* READING PASSAGE:
--------------------------------

A 2019 graduation ceremony for Iran's Islamic Revolutionary Guard Corps cadets in Tehran, Iran.
A 2019 graduation ceremony for Iran's Islamic Revolutionary Guard Corps cadets in Tehran. The corps is responsible for most of Iran’s cyber operations, one U.S. cybersecurity expert said.SalamPix/Abaca Press / Sipa USA via AP

Iranian hackers used Facebook to create elaborate personas to try to get Americans in the defense and aerospace industries to fall for phishing schemes, the company said Thursday.

The campaign, which began last year and used around 200 fake accounts, highlights the breadth and depth of efforts by Iranian and other state-affiliated cyber spies to hack into high-value targets like defense companies.

The personas were “designed to look like things people would engage with,” said Mike Dvilyanski, Facebook’s head of cyber-espionage investigations, including "attractive young women posing as professionals, sometimes pretending to be recruiters for particular companies or industries."

Having built up trust with their targets, the hackers would try to steer them to custom websites, like fake job recruiting portals, to try to steal their information, Dvilyanski said.

Facebook has notified about 200 users, most of them American, that they were targeted in the campaign. It is unclear if any of the phishing attempts were successful.

Iran’s U.N. mission did not respond to a request for comment.

It’s common for government-affiliated hackers to seek information on other countries’ military developments and is part of the daily grind of online espionage. But the Iranian hackers’ activity, detailed in a report Facebook published Thursday, shows them going to great lengths to build online characters that created relationships with Americans in those industries.

--------------------------------

* INSTRUCTIONS:
a - In the article on Iranian hackers using Facebook, why were the fake personas made to look like "attractive young women posing as professionals"? Explain in one to three sentences.
b - Write the next few paragraphs of the article on Iranian hackers using Facebook, picking up after its final sentence.
The material after this article on Iranian hacking can be left aside.

* DATA SEGMENT:
--------------------------------

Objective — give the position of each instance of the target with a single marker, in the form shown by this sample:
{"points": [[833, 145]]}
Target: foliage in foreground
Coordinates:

--------------------------------

* ANSWERS BY TASK:
a - The personas were built that way because they were "designed to look like things people would engage with." Some also posed as recruiters for particular companies or industries, which helped the hackers build trust with their targets.

b -
Eventually, they would try to convince their targets to click on a suspicious link or download a malicious file, which could help the hackers get access to their employer.

The hackers’ identities aren’t public, but they have loose ties to the Islamic Revolutionary Guard Corps, the branch of the Iranian military responsible for most of the country’s cyber operations, said John Hultquist, the director of threat intelligence at the cybersecurity company Mandiant, which also tracks the group.

“We can tie this activity to a company we believe is associated with the IRGC,” Hultquist said.

Vikram Thakur, a researcher at the cybersecurity company Symantec, which has tracked the hacker group for several years, said that it initially spied only on targets in the Middle East but pivoted to the U.S. defense sector “in recent months.”

While it is unclear if the Iranians were successful in breaching American targets, he said that the group’s effectiveness is due more to its persistence than any technologically sophistication.

“Volume and persistence seems to be working in their favor,” Thakur said.